Namun, kakakku tak selalunya marah, ada jiwa kehumoran padanya. Itulah yang menyebabkan daku dan teman-temanku betah (baca: tahan) belajar dengannya. Masih teringat padaku akan kisah mengaji di bulan puasa. Meskipun di bulan puasa, kami tetap mengaji. Waktunya adalah selepas Shalat Asar dan selepas Shalat Subuh. Di waktu Asar, setelah selesai mengaji, salah satu kakakku sering bercerita tentang kisah-kisah Nabi dan kisah-kisah lainnya. Kami sangat menyukainya. Apabila hampir waktu berbuka, maka pulanglah kami semua. Sedangkan waktu Subuh, hanya untuk murid tertentu saja. Kakakku mengajarkan bacaan Salawat dan Barzanzi pada kami. Aku suka. Saat inipun daku masih ingat akan nada Salawat dan Barzanzi itu, meskipun sudah 14 tahun lamanya! Ah.. rindu akan suasananya.
“Ambillah madu itu ketika sudah masa matangnya,” begitulah perumpamaannya. Aku baru tahu kenapa kakakku begitu galak mengajarkan daku dan teman-temanku saat kecil dahulu. Hari inilah kurasai akan manisnya pengajaran itu, terlebih daripada segala perkara yang manis. Berkata orang Arif: "apabila engkau dapat uang, belilah emas. Emas dijual, belikan intan. Intan dijual, belikan manikam (batu mutiara). Jualkan pula manikam, belikan ilmu." Maka demikian besarlah nilai harga ilmu itu. Adalah ilmu itu dijadikan Allah Ajaib padanya; ia tidak dimakan ulat, tidak rusak karena hujan dan panas, tidak bisa diambil oleh pencuri, tidak menyusahkan atau memberatkan di kala memikul, dan tidak pula ia memintakan makan dan minum. Oleh mereka yang mengajarkan daku akan ilmu mengaji itu, ku mendo'akan semoga selalu dicucurkan rahmat dan keberkahan dari Allah s.w.t., di dunia dan akhirat.

______

### Tujuan Tugas
Tuliskan ulang sama persis bagian kutipan tentang belajar mengaji, mulai dari "Namun, kakakku tak" dan terus hingga "rindu akan suasananya.".

______

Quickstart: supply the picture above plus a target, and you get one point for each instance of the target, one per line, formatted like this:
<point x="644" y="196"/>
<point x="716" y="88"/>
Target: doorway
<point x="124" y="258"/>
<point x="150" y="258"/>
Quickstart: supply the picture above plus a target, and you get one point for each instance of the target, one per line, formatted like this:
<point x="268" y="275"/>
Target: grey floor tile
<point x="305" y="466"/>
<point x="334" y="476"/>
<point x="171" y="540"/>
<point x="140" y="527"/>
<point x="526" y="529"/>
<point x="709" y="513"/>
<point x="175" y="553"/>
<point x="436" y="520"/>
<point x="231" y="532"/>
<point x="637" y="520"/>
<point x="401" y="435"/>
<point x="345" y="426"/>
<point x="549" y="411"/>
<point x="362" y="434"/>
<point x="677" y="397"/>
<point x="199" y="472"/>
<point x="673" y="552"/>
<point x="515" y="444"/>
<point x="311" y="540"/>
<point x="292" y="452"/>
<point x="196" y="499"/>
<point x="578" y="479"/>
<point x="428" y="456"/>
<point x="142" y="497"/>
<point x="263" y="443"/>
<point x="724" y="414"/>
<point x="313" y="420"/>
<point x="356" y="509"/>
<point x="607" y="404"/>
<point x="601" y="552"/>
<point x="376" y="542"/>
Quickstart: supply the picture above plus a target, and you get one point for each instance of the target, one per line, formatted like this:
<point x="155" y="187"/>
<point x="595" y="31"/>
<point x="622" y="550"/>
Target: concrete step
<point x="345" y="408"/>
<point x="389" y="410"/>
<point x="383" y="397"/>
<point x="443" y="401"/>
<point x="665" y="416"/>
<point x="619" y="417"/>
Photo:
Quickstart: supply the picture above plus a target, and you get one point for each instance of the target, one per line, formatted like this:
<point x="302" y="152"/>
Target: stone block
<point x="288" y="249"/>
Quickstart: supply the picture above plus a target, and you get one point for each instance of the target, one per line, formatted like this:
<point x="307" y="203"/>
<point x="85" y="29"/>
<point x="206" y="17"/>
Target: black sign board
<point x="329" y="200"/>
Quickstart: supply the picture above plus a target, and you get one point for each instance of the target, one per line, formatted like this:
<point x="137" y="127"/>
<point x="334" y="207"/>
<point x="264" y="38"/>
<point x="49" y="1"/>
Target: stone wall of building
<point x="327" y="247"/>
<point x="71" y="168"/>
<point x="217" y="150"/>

______

### Hasil Tugas
Namun, kakakku tak selalunya marah, ada jiwa kehumoran padanya. Itulah yang menyebabkan daku dan teman-temanku betah (baca: tahan) belajar dengannya. Masih teringat padaku akan kisah mengaji di bulan puasa. Meskipun di bulan puasa, kami tetap mengaji. Waktunya adalah selepas Shalat Asar dan selepas Shalat Subuh. Di waktu Asar, setelah selesai mengaji, salah satu kakakku sering bercerita tentang kisah-kisah Nabi dan kisah-kisah lainnya. Kami sangat menyukainya. Apabila hampir waktu berbuka, maka pulanglah kami semua. Sedangkan waktu Subuh, hanya untuk murid tertentu saja. Kakakku mengajarkan bacaan Salawat dan Barzanzi pada kami. Aku suka. Saat inipun daku masih ingat akan nada Salawat dan Barzanzi itu, meskipun sudah 14 tahun lamanya! Ah.. rindu akan suasananya.